[DATA ROWS]

********

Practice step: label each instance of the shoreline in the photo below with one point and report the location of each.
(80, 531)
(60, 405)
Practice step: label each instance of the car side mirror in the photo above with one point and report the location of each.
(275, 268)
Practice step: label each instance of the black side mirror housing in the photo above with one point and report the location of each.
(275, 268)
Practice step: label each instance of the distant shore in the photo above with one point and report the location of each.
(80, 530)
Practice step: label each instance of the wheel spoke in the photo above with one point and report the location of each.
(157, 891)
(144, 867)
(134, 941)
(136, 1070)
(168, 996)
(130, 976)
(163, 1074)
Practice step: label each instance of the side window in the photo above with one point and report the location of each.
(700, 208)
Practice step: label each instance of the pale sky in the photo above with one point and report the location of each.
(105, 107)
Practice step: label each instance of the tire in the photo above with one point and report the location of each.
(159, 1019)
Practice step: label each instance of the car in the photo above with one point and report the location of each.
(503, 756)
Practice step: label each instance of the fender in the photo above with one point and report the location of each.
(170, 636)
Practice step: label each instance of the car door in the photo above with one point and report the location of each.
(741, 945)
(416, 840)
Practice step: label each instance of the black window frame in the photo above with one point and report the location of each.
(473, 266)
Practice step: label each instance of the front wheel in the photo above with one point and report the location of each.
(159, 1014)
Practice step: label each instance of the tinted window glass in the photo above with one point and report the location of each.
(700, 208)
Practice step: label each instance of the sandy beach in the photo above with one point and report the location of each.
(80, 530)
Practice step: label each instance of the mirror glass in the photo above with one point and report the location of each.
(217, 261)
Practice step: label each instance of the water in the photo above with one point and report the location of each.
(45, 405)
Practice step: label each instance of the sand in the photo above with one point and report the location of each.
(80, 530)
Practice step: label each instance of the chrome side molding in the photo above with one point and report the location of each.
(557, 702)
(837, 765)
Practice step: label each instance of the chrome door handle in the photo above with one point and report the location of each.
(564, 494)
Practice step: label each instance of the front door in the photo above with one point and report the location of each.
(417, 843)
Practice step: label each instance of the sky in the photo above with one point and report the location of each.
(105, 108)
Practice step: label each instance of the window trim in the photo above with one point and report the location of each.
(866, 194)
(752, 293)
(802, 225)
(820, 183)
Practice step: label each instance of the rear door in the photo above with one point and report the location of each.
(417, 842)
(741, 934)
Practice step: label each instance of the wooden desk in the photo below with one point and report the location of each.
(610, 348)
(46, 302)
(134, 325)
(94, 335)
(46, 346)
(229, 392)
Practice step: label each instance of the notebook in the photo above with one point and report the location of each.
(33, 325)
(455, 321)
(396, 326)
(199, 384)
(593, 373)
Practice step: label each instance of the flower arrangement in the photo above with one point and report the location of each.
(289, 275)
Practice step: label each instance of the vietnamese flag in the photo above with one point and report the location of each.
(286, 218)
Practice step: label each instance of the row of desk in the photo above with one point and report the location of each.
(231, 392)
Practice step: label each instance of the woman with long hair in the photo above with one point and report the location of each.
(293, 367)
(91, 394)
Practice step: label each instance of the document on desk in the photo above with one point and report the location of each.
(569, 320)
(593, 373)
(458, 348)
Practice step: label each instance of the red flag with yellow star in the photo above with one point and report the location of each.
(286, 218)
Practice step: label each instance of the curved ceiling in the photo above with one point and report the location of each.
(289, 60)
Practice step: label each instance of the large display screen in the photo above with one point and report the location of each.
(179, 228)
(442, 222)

********

[GOAL] Rewrite the lines from the one containing "Practice step: label each instance of the row" through the end of the material, both included, replacing "desk" with "table" and leaving everything else unchanged.

[RESULT BELOW]
Practice step: label each instance of the row of table in the photo above with one point and report the location of each.
(231, 392)
Practice step: label each instance of the woman with long hair in the photo above with one point and report the location of each.
(293, 367)
(91, 394)
Practice step: label each instance of the document on table in the photo above with one point and report the location of each.
(569, 320)
(593, 373)
(458, 348)
Practice step: label each instance of the red flag with yellow star in the photo above with one point and report the location of each.
(286, 218)
Practice step: label each instance of the curved ceiling in the photo above with one point and report the location of each.
(289, 60)
Practice step: label each instance of the large display screen in the photo above with one point and report the location of each.
(179, 228)
(442, 222)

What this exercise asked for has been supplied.